## INSTRUCTION
Set down each entry from the block beneath, exactly as written.

## ENTRIES
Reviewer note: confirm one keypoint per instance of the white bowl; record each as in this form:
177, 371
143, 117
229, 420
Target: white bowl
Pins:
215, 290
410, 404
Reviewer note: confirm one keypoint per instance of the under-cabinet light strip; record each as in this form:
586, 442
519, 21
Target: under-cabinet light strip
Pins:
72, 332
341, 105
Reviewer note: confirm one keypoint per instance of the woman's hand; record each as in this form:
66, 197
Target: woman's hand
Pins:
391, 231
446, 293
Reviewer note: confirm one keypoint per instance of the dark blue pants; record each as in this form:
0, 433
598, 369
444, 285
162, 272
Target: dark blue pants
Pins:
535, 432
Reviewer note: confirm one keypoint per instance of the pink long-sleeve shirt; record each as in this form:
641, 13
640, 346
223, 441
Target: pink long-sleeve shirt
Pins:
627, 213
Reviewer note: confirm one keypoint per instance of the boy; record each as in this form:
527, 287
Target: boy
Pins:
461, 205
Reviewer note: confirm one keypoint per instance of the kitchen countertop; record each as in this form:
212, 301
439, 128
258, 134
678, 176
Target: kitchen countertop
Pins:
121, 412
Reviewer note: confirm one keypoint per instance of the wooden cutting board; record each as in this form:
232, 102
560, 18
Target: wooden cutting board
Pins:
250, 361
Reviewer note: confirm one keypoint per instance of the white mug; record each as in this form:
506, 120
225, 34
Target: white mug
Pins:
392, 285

## WORKED SOLUTION
Reviewer note: confirm one keypoint per instance of the white bowl; record each as in this form:
177, 371
143, 117
229, 420
Target: white bowl
Pins:
215, 290
410, 404
Reviewer note: confirm one keypoint per instance of the under-cabinet light strip; record each as in this form:
586, 442
519, 21
Target: under-cabinet light strip
Pins:
72, 332
341, 105
Reviewer note: confirm one keypoint per instance of the woman's hand; record each as in this form:
66, 197
Target: woman's hand
Pins:
391, 231
446, 293
Reviewer note: confirm one keypoint per instance of the dark blue pants; record each as in this form:
0, 433
598, 369
444, 285
162, 272
Target: dark blue pants
Pins:
535, 432
Reviewer note: confirm one keypoint per instance of the pink long-sleeve shirt; record each as in this form:
641, 13
640, 346
223, 441
Target: pink long-sleeve shirt
Pins:
627, 213
Reviewer note: confirm one keypoint per instance of the boy; record each as in this form:
527, 287
Target: boy
Pins:
461, 205
Reviewer note: confirm one keypoint per instance of the kitchen countertop; record each as in this form:
212, 301
439, 128
258, 134
678, 176
Target: kitchen countertop
Pins:
121, 412
Reviewer note: confirm one keypoint per instance of the wooden cutting board; record each as in this form:
232, 102
560, 18
Target: wooden cutting board
Pins:
250, 361
Reviewer note: confirm one keypoint per instance of the white mug; record each as in this form:
506, 120
225, 34
Target: white mug
Pins:
392, 285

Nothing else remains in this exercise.